--- PAGE EXCERPT ---
--- START ---
How kingfishers pull off breakneck dives without hurting their brains

Among birds, raptors are known for their sight, penguins for their huddling techniques, and some kingfishers are skillful divers. Some of these colorful and long-beaked birds dive headfirst into water to catch fish at break-neck speeds, all without damaging their brains. How they accomplish this feat is all in their genes, according to a study published October 24 in the journal Communications Biology.

[Related: Birds are so specialized to their homes, it shows in their bones.]

The special type of diving kingfishers perform is called plunge-diving. Other birds including gannets and pelicans also plunge-dive, but it is not a common foraging method in the animal kingdom. While kingfishers don’t generally hurt themselves on these dives that can reach up to 25 miles per hour, they do not come without risk.

“For kingfishers to dive headfirst the way they do, they must have evolved other traits to keep them from hurting their brains,” Shannon Hackett, study co-author and associate curator of birds at the Field Museum, said in a statement.

Kingfishers are divided into three families that generally share vivid plumage and smaller feet. Kingfisher species also have varied diets. Not all of them eat fish, with many species eating lizards, insects, and even other kingfishers. After a 2017 study found that the groups of kingfishers that eat fish are not even closely related within the kingfisher family tree, it became clear to Hackett that fishy diets and diving abilities likely all evolved from a common ancestor.

“The fact that there are so many transitions to diving is what makes this group both fascinating and powerful, from a scientific research perspective,” says Hackett. “If a trait evolves a multitude of different times independently, that means you have power to find an overarching explanation for why that is.”

A kingfisher with a successful catch. CREDIT: Richard Towell.

In the study, the team compared the DNA of 30 different kingfisher species to see which genes explain the birds’ diet and their ability to dive without sustaining brain damage. They used specimens from various field work.

“When our scientists do fieldwork, they take tissue samples from the bird specimens they collect, like pieces of muscle or liver. Those tissue samples are stored at the Field Museum, frozen in liquid nitrogen, to preserve the DNA,” study co-author and evolutionary biologist Chad Eliason said in a statement.

They began the process of sequencing the full genomes for each of the kingfisher species, generating the entire genetic code of each bird. They then used software to compare the billions of base pairs that make up these genomes to look for the genetic variations that the diving kingfishers have in common.
--- END ---
--- DIRECTIONS FOR THIS TASK ---
Extend the article on how kingfishers survive headfirst dives, starting right after its last sentence.

[Stored data]
--- START ---
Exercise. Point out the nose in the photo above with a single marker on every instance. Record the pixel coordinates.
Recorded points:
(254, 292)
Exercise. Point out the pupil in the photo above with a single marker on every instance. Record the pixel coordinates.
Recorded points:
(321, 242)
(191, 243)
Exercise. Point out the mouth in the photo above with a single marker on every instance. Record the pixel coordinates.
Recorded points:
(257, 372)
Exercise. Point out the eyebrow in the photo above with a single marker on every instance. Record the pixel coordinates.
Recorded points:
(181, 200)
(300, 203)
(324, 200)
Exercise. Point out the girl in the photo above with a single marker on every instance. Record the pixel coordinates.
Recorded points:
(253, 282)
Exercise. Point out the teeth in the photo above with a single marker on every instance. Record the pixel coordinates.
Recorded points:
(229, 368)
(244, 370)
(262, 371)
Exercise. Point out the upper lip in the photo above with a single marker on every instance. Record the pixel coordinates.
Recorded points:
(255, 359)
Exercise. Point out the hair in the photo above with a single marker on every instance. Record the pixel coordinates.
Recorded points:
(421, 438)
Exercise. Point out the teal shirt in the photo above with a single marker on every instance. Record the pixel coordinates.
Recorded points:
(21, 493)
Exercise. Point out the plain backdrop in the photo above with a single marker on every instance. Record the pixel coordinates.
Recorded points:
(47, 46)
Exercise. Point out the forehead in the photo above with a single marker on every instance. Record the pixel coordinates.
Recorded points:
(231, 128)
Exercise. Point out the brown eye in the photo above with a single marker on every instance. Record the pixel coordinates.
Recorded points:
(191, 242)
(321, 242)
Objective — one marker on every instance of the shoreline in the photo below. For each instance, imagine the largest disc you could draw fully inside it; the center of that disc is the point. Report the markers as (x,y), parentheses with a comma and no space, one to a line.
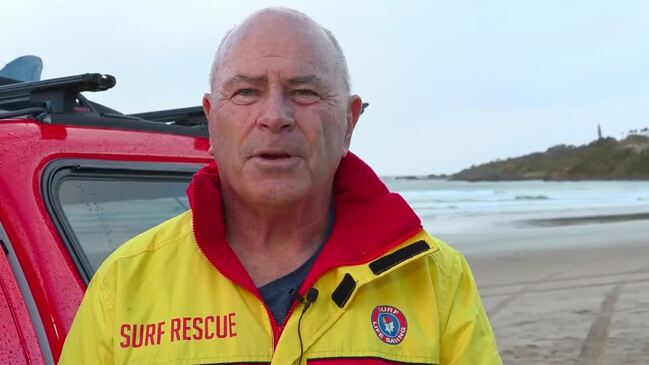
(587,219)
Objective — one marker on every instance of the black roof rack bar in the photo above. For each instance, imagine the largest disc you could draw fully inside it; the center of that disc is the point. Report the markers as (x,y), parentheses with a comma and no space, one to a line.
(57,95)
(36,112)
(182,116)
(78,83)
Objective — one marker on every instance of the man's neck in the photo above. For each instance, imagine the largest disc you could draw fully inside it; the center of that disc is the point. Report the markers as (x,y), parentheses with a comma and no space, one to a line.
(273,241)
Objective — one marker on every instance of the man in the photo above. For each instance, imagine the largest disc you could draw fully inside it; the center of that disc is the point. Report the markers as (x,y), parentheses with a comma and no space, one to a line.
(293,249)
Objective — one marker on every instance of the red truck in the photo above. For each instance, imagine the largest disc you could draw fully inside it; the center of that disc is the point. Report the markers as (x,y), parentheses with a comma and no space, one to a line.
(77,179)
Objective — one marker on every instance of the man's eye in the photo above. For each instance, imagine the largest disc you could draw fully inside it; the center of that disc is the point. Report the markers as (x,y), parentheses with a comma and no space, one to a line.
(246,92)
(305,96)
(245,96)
--- END ---
--- OUTPUT OF THE EXERCISE ---
[Related: What engineers learned about diving injuries by throwing dummies into a pool.]

They found that the fish-eating birds had several modified genes associated with both diet and brain structure. There were mutations in two interesting places. One mutation was on the birds’ AGT gene, which has been associated with dietary flexibility in other species. The other was on the MAPT gene, which codes for tau proteins that relate to feeding behavior.

Tau proteins help stabilize tiny structures inside the brain. However, the accumulation of too many tau proteins can be harmful. Traumatic brain injuries and Alzheimer’s disease in humans have been associated with a buildup of tau.

“I learned a lot about tau protein when I was the concussion manager of my son’s hockey team,” said Hackett. “I started to wonder, why don’t kingfishers die because their brains turn to mush? There’s gotta be something they’re doing that protects them from the negative influences of repeatedly landing on their heads on the water’s surface.”

The team suspects that these tau proteins may be a mixed-bag for the brain. The same genes that keep the neurons in the brain organized are the same ones that fail from repeated concussions or if someone has Alzheimer’s.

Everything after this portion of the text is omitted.